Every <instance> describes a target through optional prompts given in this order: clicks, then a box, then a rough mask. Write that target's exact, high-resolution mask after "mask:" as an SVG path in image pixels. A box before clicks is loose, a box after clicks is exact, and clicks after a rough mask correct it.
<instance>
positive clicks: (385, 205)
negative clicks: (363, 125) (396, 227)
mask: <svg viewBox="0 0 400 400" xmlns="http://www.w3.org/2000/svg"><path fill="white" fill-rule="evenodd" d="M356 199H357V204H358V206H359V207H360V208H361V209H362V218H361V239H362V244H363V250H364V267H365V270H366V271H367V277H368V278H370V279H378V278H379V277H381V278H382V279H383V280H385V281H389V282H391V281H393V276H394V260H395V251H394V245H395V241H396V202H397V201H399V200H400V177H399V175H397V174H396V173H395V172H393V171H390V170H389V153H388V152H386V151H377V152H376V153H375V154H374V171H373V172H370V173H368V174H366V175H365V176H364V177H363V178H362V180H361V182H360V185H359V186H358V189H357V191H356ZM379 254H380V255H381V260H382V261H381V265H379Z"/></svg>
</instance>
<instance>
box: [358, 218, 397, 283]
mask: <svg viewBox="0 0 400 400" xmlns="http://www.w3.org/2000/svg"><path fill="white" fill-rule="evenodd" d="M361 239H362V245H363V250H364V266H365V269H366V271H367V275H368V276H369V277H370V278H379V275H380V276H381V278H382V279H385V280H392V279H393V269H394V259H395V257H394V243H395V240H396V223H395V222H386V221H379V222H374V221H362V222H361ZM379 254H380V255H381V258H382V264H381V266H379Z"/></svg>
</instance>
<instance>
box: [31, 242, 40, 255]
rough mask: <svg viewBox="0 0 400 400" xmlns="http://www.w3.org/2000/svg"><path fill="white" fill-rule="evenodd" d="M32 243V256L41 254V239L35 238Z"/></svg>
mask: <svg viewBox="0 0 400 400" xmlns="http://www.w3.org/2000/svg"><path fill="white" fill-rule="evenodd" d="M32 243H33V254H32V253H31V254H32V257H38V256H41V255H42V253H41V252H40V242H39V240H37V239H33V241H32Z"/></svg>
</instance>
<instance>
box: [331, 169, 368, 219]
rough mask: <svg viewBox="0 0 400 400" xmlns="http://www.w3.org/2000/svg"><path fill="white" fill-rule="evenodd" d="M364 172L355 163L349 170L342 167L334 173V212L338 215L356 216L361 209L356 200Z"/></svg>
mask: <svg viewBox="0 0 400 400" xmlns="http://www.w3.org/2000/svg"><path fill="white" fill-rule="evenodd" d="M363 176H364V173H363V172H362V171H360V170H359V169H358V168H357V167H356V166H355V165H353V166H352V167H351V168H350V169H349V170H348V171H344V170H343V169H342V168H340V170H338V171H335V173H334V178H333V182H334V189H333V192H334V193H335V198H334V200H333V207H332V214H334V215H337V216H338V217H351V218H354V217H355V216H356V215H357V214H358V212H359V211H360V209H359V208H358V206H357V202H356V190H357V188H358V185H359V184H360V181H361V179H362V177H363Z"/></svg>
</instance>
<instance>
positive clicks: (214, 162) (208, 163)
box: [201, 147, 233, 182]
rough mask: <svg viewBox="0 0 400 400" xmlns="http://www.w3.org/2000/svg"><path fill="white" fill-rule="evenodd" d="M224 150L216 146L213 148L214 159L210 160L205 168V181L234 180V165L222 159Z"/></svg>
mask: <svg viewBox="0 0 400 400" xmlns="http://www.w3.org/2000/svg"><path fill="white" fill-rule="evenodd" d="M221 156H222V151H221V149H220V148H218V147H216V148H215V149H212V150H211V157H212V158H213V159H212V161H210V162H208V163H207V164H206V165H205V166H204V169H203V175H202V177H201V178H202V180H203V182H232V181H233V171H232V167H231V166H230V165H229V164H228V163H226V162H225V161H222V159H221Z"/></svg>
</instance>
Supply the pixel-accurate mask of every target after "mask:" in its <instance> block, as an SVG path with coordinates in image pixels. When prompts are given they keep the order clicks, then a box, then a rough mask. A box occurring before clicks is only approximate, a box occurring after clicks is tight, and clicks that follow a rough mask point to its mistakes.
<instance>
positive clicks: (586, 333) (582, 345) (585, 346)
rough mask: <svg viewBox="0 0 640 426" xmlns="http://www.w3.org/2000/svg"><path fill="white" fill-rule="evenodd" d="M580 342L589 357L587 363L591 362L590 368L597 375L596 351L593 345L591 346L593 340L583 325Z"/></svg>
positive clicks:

What you need to do ::
From the line containing "150L216 146L213 148L214" through the final line of the listing above, retype every line exactly; leave out everything else.

Answer to the problem ::
rough mask: <svg viewBox="0 0 400 400" xmlns="http://www.w3.org/2000/svg"><path fill="white" fill-rule="evenodd" d="M224 150L216 146L213 148L214 159L210 160L205 168V181L234 180V165L222 159Z"/></svg>
mask: <svg viewBox="0 0 400 400" xmlns="http://www.w3.org/2000/svg"><path fill="white" fill-rule="evenodd" d="M221 156H222V151H221V149H220V148H218V147H216V148H215V149H212V150H211V157H212V158H213V159H212V161H210V162H208V163H207V164H206V165H205V166H204V169H203V175H202V177H201V178H202V180H203V182H232V181H233V171H232V167H231V166H230V165H229V164H228V163H226V162H225V161H222V159H221Z"/></svg>
</instance>
Supply the pixel-accurate mask of every target after "mask:" in its <instance> block, as an SVG path with coordinates in image pixels. When prompts are given they keep the order clicks, then a box, then a rough mask. A box occurring before clicks is only approximate, a box occurring after clicks is tight, and clicks that follow a rough mask point to its mistakes.
<instance>
positive clicks: (586, 333) (582, 345) (585, 346)
rough mask: <svg viewBox="0 0 640 426" xmlns="http://www.w3.org/2000/svg"><path fill="white" fill-rule="evenodd" d="M580 342L589 357L587 363L591 362L590 368L597 375L596 351L593 345L591 346L593 340L583 325Z"/></svg>
positive clicks:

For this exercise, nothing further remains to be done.